* [Task statement]
Make an exact copy of all the records.

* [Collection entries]
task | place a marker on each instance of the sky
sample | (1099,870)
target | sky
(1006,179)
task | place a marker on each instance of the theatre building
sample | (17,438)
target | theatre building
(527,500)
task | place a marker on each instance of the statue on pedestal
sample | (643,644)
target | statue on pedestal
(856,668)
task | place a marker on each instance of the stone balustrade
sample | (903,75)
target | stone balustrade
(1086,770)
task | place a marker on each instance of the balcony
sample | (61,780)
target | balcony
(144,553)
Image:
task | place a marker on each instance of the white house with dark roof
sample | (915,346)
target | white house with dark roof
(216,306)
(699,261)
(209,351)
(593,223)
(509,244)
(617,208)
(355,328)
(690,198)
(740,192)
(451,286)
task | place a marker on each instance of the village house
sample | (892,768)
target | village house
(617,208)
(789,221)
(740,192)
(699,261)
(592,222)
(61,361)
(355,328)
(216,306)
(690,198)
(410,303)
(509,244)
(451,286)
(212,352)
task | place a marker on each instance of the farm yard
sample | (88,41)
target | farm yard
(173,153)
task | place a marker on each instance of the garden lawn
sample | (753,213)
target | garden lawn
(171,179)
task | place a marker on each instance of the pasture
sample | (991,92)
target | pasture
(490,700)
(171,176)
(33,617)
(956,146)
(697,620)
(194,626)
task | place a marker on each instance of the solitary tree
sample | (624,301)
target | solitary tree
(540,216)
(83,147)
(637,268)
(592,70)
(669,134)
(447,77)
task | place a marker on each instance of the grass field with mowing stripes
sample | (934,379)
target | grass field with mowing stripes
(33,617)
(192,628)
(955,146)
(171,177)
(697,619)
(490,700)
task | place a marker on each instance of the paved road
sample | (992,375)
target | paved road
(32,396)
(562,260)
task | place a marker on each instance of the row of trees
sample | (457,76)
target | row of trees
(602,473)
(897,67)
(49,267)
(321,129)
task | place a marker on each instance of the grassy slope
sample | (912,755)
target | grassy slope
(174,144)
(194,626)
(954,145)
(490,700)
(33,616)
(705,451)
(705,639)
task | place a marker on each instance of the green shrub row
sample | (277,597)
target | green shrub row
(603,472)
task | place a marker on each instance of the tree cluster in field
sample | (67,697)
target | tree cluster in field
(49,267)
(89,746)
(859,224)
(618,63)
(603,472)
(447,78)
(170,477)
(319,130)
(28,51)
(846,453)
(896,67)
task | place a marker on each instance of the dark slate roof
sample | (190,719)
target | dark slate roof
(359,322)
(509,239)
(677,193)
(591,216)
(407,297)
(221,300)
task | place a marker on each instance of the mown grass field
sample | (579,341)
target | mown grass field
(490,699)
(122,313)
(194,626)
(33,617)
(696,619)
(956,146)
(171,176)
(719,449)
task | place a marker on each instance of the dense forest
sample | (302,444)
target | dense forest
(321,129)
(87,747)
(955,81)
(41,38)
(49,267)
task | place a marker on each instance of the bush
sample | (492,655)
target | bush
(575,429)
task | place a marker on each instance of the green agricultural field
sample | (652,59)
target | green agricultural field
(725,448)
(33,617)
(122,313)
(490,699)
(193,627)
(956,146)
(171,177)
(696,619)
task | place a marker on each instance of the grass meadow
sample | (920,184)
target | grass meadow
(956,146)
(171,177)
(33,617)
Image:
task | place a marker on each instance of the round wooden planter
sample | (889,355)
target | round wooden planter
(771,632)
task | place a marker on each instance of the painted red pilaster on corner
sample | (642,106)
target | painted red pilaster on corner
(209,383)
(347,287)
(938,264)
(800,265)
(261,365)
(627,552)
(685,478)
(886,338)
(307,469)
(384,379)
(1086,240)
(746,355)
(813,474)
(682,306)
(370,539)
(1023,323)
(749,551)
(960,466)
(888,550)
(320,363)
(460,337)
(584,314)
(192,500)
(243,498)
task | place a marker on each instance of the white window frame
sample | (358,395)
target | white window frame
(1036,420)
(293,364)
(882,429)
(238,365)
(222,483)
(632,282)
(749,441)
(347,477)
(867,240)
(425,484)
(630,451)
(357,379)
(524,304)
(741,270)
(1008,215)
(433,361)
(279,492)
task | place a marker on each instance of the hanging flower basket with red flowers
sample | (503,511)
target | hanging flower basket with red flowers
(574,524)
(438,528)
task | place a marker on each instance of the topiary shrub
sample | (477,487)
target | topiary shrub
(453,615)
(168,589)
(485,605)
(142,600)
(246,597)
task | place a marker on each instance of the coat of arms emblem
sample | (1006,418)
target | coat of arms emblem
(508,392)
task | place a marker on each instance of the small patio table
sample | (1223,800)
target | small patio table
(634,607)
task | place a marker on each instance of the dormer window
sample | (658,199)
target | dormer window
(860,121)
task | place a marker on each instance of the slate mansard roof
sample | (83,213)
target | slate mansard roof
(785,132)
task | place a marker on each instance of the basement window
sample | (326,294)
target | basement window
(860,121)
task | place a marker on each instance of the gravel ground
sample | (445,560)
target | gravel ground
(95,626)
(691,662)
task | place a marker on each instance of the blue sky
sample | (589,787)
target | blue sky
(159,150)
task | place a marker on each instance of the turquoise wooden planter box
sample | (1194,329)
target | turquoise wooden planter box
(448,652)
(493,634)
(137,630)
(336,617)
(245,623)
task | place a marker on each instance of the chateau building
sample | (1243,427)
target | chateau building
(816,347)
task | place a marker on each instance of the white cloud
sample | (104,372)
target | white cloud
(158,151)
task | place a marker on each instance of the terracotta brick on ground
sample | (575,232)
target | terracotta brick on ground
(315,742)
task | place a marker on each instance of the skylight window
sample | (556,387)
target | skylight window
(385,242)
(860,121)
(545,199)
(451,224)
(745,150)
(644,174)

* [Result of this exercise]
task | place a marker on each instance of the sky
sample | (1099,870)
target | sky
(1006,179)
task | place a marker on each instance of the theatre building
sample | (17,438)
target | theatre building
(527,500)
task | place a marker on each instance of the statue on pedestal
sample | (643,644)
target | statue on pedestal
(856,668)
task | place a marker on each instance of the stone balustrade
sample | (903,75)
target | stone balustrade
(1086,770)
task | place a marker on each instance of the balcony
sample | (61,780)
target | balcony
(144,553)
Image:
task | place a marker on each instance of the white house with dark roof
sample | (915,346)
target | white house with dark roof
(216,306)
(699,261)
(209,351)
(593,223)
(509,244)
(617,208)
(355,328)
(690,198)
(740,192)
(451,286)
task | place a marker on each instance of the village house
sample | (892,768)
target | village house
(617,208)
(789,221)
(740,192)
(699,261)
(592,222)
(61,361)
(355,328)
(216,306)
(690,198)
(410,303)
(509,244)
(451,286)
(212,352)
task | place a marker on each instance of the farm yard
sample | (88,41)
target | farm yard
(173,153)
task | place a marker on each instance of the garden lawn
sample | (753,213)
target | garden lawn
(171,179)
task | place a marker on each instance of the pasture
sample | (991,92)
target | pasture
(490,700)
(171,176)
(33,617)
(956,146)
(697,620)
(194,626)
task | place a marker on each instance of the solitary tree
sample | (624,301)
target | solitary tree
(540,216)
(83,147)
(637,268)
(592,70)
(669,134)
(447,77)
task | place a marker on each instance of the grass field with mowing stripes
sample | (934,379)
target | grass field with mowing stripes
(33,617)
(192,628)
(955,146)
(171,177)
(697,619)
(490,700)
task | place a marker on each instance of the paved road
sample | (992,375)
target | paved road
(32,396)
(562,260)
task | place a marker on each instance of the row of trees
sample | (457,76)
target | row of trees
(602,473)
(897,67)
(49,267)
(321,129)
task | place a marker on each instance of the grassy slope
sample | (912,755)
target | grassy slope
(174,144)
(194,626)
(954,145)
(490,700)
(33,616)
(705,451)
(705,639)
task | place a marker on each instance of the green shrub row
sample | (277,597)
target | green shrub row
(603,472)
task | place a marker on each instance of the tree cluster in field
sample | (67,697)
target | tree cluster in field
(49,267)
(89,746)
(859,224)
(618,63)
(603,472)
(447,78)
(170,477)
(319,130)
(28,51)
(846,453)
(896,67)
task | place a marker on each instance of the dark slate roof
sample | (190,719)
target | dark slate roof
(359,322)
(509,239)
(677,193)
(591,216)
(407,297)
(221,300)
task | place a marker on each instance of the mown grass field
sample | (579,341)
target | mown grass field
(490,699)
(122,313)
(194,626)
(33,617)
(696,619)
(956,146)
(171,176)
(719,449)
task | place a marker on each instance of the dense forest
sample | (302,444)
target | dense forest
(321,129)
(87,747)
(955,81)
(41,38)
(49,267)
task | place a marker on each instance of the bush
sample | (492,655)
target | bush
(575,429)
task | place a marker on each instance of the green agricultural field
sample | (652,59)
target | green agricultural field
(725,448)
(33,617)
(122,313)
(490,699)
(193,627)
(956,146)
(171,177)
(696,619)
task | place a marker on each instance of the grass meadow
sample | (920,184)
target | grass meadow
(956,146)
(171,177)
(33,617)
Image:
task | place a marker on each instance of the round wooden planter
sample | (889,355)
target | round wooden planter
(771,632)
task | place a marker on each instance of the painted red pilaster on corner
sample | (642,106)
target | painted red pilaster on corner
(209,383)
(347,287)
(938,264)
(800,265)
(261,365)
(627,552)
(685,478)
(886,338)
(307,469)
(384,379)
(1086,240)
(746,355)
(813,474)
(682,306)
(370,539)
(1023,323)
(749,551)
(960,466)
(888,550)
(320,363)
(460,337)
(584,314)
(192,500)
(243,498)
task | place a marker on each instance of the white window frame
sample | (358,395)
target | white window frame
(1036,420)
(293,364)
(882,429)
(238,365)
(222,483)
(632,282)
(749,441)
(347,477)
(867,240)
(425,484)
(630,451)
(357,379)
(524,304)
(741,270)
(1008,215)
(433,361)
(279,492)
task | place a marker on each instance of the hanging flower basket with red flowers
sample | (503,511)
target | hanging flower basket with red flowers
(574,524)
(438,528)
task | place a marker on each instance of the topiary shrub
sample | (477,487)
target | topiary shrub
(453,615)
(168,589)
(485,605)
(142,600)
(246,597)
task | place a marker on each instance of the coat of arms emblem
sample | (1006,418)
target | coat of arms emblem
(508,392)
task | place a marker on each instance of the small patio table
sample | (1223,800)
target | small patio table
(634,607)
task | place a marker on each instance of the dormer window
sample | (658,199)
target | dormer window
(860,121)
task | place a marker on each instance of the slate mansard roof
sample | (83,213)
target | slate mansard roof
(785,132)
task | place a marker on each instance of the basement window
sample | (326,294)
target | basement window
(860,121)
task | place a marker on each instance of the gravel ground
sample | (445,560)
target | gravel ground
(95,626)
(691,662)
task | place a marker on each instance of the blue sky
sample | (589,787)
target | blue sky
(159,150)
task | place a marker on each instance of the turquoise wooden planter box
sample | (1194,329)
target | turquoise wooden planter box
(448,652)
(493,634)
(137,630)
(336,617)
(245,623)
task | place a marker on each instance of the chateau building
sample | (1243,427)
target | chateau building
(816,347)
task | place a marker on each instance of the white cloud
sample | (104,372)
target | white cloud
(158,151)
task | place a marker on each instance of the terracotta brick on ground
sample | (575,232)
target | terracotta brick on ground
(315,742)
task | place a marker on each instance of the skylight window
sample | (556,387)
target | skylight window
(385,242)
(860,121)
(545,199)
(451,224)
(745,150)
(644,174)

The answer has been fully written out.